Excerpt ->
'''
Possible Mac Pro chip options

[MF878]

The rumours are clear that the Mac Pro will likely utilise 2x or 4x M1 Max dies, so I wondered what that could look like in terms of chip and memory options. This info basically guarantees options of 20-core CPU/64-core GPU and 40-core CPU/128-core GPU, as these are 2 or 4 unbinned M1 Max dies. However, it would make sense for Apple to use binning (like on the new MacBook Pro) to increase yield and provide in-between options for a better upsell path.

For example, if Apple utilised the binned 24-core GPU M1 Max, that would create options of:

20-core CPU, 48-core GPU
20-core CPU, 64-core GPU

40-core CPU, 96-core GPU
40-core CPU, 128-core GPU

But what if they went further and binned the CPUs to 8 cores like on the binned 14” M1 Pro? Apple currently doesn’t bin CPU on the M1 Max, so this could be a great way to increase yield while providing a more attainable base option and a middle ground between 20 and 40 CPU cores. Then you’d have:

16-core CPU, 48-core GPU
20-core CPU, 48-core GPU
20-core CPU, 64-core GPU

32-core CPU, 96-core GPU
40-core CPU, 96-core GPU
40-core CPU, 128-core GPU

We know that M1 Max chips come with 32GB or 64GB memory. This means the dual-chip model could be offered with 64GB, 96GB or 128GB. The quad-chip model could also be offered in multiples of 32GB in theory, but it probably makes more sense to simplify to 128GB, 192GB or 256GB. This assumes that Apple would be willing to pair (or quad) M1 Max chips with mismatched memory, and I don’t think they would, so a relatively simple lineup of 64GB (dual only), 128GB and 256GB (quad only) seems more likely to me.

 

[Boil]

If the new Apple silicon Mac Pro lineup is going to launch with the M1 Max SoCs, I would think Apple will be reserving all the top-binned M1 Max SoCs (10-core CPU / 32-core GPU) specifically for the Mac Pro lineup...

And with the possibility of LPDDR5X in the Mac Pro lineup, one could see up to 2TB/s memory bandwidth & up to 1TB RAM...!

 

[CWallace]

I am inclined to agree that the Mac Pro will not have binned versions of the M1 MAX. The whole point of the Mac Pro is "maximum power" and that power comes at a "maximum price" so Apple has no incentive to put binned M1 MAX in the Mac Pro to make it cheaper to purchase.

And if they are not offering binned CPU MAX on the MacBook Pro, there is no way they would start doing so on the Mac Pro.

 

[xraydoc]

It's also possible that Apple is waiting to release the Mac Pro with the M2-generation (M2 Pro / M2 Max) of chips. Not such a stretch if the rumored next-gen MacBook Air has the M2 in it.

 

[CWallace]

It's also possible that Apple is waiting to release the Mac Pro with the M2-generation (M2 Pro / M2 Max) of chips. Not such a stretch if the rumored next-gen MacBook Air has the M2 in it.

That would not track with the Bloomberg rumors and they were 100% accurate with M1 Pro and M1 MAX. And the M1 MAX does have a spare set of components necessary to support running two of them together, which further reinforces the Bloomberg rumor of the 20C/64G base model.
'''
Information given ->
'''
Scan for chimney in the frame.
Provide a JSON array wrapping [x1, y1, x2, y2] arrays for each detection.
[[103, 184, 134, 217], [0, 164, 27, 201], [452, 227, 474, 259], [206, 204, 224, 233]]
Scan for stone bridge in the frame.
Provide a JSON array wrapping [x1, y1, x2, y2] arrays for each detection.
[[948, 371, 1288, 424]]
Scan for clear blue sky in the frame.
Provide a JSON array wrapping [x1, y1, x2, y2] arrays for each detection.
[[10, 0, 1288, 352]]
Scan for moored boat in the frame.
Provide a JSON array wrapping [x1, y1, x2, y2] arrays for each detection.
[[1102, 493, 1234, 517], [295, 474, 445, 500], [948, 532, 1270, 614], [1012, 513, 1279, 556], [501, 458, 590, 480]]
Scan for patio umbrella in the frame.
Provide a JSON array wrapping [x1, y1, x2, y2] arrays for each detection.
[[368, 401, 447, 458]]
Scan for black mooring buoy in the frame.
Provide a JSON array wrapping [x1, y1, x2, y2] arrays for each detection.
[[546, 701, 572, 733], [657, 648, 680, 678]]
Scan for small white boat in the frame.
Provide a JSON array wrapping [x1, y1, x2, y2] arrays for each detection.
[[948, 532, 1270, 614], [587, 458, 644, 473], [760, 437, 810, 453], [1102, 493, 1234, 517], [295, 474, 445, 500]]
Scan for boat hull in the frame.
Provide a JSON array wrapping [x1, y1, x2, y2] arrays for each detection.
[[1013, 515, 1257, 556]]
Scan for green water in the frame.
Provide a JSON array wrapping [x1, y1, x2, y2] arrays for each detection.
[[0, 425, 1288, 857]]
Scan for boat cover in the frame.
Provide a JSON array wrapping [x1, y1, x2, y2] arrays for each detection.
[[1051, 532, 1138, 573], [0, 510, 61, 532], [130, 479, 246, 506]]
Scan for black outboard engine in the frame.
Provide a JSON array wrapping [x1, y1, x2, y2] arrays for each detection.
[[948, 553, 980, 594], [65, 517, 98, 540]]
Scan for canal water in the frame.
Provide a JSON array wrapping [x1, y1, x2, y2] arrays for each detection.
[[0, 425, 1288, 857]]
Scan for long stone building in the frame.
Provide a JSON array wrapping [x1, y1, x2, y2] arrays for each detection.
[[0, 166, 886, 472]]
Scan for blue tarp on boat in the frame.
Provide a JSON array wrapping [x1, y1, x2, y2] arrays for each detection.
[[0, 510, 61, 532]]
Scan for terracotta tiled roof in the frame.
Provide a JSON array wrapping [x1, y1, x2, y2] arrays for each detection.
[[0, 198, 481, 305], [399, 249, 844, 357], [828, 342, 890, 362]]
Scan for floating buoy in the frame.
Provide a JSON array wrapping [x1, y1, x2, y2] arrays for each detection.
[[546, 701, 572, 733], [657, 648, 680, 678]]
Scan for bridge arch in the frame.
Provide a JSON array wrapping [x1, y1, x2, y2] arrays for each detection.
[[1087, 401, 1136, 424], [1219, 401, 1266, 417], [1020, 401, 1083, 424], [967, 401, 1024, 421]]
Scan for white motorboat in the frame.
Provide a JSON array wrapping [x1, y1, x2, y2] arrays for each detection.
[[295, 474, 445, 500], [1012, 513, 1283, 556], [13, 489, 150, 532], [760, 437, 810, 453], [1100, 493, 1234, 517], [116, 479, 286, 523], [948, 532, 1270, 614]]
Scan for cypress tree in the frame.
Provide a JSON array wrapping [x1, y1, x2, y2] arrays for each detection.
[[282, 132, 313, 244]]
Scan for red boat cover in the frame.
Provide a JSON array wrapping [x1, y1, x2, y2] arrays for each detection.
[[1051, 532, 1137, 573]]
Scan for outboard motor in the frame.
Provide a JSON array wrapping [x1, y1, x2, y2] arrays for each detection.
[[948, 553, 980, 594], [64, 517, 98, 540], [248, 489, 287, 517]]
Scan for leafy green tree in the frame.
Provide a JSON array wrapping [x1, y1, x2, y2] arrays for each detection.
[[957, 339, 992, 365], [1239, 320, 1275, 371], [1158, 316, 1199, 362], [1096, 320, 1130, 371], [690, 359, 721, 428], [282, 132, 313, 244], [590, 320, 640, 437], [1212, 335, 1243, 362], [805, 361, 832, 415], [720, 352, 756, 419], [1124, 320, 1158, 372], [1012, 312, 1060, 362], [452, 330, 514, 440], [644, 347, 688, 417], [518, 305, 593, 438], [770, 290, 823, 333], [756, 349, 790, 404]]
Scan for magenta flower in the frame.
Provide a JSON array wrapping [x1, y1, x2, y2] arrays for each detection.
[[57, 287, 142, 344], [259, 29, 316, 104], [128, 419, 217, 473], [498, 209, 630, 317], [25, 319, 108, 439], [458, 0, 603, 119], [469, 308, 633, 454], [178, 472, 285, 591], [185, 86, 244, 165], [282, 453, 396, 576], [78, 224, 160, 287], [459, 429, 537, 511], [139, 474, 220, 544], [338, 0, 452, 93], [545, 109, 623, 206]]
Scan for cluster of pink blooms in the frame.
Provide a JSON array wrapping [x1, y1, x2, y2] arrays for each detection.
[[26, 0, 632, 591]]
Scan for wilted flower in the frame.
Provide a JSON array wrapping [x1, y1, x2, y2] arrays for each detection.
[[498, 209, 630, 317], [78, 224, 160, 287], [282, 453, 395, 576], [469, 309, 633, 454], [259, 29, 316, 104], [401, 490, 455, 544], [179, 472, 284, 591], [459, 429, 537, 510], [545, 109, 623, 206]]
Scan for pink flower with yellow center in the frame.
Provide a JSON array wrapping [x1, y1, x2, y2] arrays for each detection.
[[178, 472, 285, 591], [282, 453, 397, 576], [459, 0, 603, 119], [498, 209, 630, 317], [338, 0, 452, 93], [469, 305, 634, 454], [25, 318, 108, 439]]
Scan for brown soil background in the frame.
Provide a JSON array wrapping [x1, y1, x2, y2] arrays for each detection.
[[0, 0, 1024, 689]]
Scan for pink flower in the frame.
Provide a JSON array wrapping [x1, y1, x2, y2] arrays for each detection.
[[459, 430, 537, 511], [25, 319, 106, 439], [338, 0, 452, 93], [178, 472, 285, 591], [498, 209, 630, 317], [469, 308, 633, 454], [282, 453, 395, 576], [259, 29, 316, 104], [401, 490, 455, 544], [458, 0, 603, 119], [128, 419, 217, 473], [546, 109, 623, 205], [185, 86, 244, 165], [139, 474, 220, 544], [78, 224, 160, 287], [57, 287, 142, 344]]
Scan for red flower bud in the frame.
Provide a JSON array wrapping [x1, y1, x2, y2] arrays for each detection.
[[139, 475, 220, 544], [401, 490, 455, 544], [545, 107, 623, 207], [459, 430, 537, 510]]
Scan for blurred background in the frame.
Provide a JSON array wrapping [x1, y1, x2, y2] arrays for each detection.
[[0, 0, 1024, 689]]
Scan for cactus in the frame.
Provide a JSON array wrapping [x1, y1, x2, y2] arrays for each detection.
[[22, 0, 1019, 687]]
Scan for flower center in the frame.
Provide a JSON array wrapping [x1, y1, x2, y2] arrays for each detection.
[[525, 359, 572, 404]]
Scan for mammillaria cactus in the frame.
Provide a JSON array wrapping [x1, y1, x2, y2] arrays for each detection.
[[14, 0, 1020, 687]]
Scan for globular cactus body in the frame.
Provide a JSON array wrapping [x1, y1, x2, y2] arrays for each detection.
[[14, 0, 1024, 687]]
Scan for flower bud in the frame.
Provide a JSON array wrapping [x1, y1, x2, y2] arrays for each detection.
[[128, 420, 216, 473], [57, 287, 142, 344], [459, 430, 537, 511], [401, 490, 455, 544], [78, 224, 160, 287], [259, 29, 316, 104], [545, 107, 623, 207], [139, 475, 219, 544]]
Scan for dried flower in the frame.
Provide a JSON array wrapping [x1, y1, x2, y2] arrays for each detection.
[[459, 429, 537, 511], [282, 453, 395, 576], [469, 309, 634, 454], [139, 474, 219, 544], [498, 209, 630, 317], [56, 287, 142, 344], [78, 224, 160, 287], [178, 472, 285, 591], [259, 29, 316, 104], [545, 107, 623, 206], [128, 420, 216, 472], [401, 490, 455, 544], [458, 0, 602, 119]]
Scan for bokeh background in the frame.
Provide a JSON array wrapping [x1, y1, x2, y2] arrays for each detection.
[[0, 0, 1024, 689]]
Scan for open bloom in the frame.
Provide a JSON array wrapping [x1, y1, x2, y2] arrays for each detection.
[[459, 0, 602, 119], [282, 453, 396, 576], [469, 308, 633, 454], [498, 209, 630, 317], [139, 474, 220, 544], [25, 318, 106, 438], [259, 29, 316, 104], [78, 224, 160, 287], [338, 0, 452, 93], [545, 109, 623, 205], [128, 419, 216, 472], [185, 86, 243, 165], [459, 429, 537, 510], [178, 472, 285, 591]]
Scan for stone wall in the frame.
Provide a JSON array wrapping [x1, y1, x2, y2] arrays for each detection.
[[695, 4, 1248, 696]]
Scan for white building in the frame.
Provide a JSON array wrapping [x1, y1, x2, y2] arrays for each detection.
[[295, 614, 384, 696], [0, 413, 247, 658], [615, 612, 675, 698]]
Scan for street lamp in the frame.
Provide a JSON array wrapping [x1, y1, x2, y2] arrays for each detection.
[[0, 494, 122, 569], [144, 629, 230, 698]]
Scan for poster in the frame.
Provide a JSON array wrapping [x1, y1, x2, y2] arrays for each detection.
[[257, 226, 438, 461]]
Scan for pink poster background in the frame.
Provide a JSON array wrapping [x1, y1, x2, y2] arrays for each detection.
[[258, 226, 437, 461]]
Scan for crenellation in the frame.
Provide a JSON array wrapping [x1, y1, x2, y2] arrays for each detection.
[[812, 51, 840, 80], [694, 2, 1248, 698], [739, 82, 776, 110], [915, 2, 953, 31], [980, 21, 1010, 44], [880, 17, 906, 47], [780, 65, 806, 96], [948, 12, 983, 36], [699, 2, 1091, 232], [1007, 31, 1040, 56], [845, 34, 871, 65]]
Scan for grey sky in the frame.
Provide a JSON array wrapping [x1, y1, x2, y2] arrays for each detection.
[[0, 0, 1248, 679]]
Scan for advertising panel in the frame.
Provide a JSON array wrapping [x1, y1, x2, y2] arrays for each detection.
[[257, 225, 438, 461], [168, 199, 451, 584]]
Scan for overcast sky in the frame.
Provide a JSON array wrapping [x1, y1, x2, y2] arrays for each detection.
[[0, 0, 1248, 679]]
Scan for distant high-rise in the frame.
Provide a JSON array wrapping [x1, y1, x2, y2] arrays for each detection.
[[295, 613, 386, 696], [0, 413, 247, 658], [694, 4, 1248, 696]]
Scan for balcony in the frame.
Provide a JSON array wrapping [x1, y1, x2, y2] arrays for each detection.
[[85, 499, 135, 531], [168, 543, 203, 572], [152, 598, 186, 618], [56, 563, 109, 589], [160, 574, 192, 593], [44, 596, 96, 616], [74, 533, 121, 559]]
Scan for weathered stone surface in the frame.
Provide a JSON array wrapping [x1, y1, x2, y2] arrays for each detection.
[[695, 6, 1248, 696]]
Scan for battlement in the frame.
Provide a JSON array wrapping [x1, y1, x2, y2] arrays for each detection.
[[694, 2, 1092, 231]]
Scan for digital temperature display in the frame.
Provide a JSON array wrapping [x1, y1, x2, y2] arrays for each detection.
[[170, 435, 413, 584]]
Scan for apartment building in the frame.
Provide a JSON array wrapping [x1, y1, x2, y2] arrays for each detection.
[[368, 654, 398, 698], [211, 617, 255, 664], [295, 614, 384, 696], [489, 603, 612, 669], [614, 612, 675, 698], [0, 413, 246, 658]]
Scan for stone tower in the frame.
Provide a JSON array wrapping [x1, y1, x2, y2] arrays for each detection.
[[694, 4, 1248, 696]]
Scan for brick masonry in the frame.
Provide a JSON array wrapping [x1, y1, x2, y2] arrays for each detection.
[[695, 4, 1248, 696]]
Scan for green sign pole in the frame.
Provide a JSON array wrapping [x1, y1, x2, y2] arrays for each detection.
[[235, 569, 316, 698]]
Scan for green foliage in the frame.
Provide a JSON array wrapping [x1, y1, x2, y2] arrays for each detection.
'''
Written task -> Write what comes next in the forum thread on possible Mac Pro chip options. The lines above aren't needed.

Output of the exercise ->
There are rumors of an "M2 Duo" with 16C (8E+8P) and up to 20G, but that might be a special chip for the 24" iMac to offer more performance for those who do not want to go to the (~27") iMac Pro.

At the moment, there are no rumors of an M2 Pro or M2 MAX, but there are rumors of an M3 Pro (Lobos) and M3 MAX (Palma) along with a base M3 (Ibiza) so it might be that the Pro/MAX are on an every-other cycle like the old X models of the A Series for the iPad Pro.

 

[Boil]

It's also possible that Apple is waiting to release the Mac Pro with the M2-generation (M2 Pro / M2 Max) of chips. Not such a stretch if the rumored next-gen MacBook Air has the M2 in it.

April 2022 - new 27" iMac & new taller Mac mini - single & dual M1 Max SoC options
May 2022 - new 13" & 15" MacBook (no more Air) laptops, 24" iMac, & new shorter Mac mini- single M2 SoC
WWDC 2022 - new 30" iMac Pro & Mac Pro Cube - dual & quad M2 Max SoC options
September 2022 - iPad Pro - M2 SoC
October 2022 - 14" & 16" MacBook Pro laptops - M2 Pro/Max SoC options

WWDC 2022 will also bring the last of the Intel Mac Pro models; a final Xeon / RDNA3 space heater

 

[MF878]

I am inclined to agree that the Mac Pro will not have binned versions of the M1 MAX. The whole point of the Mac Pro is "maximum power" and that power comes at a "maximum price" so Apple has no incentive to put binned M1 MAX in the Mac Pro to make it cheaper to purchase.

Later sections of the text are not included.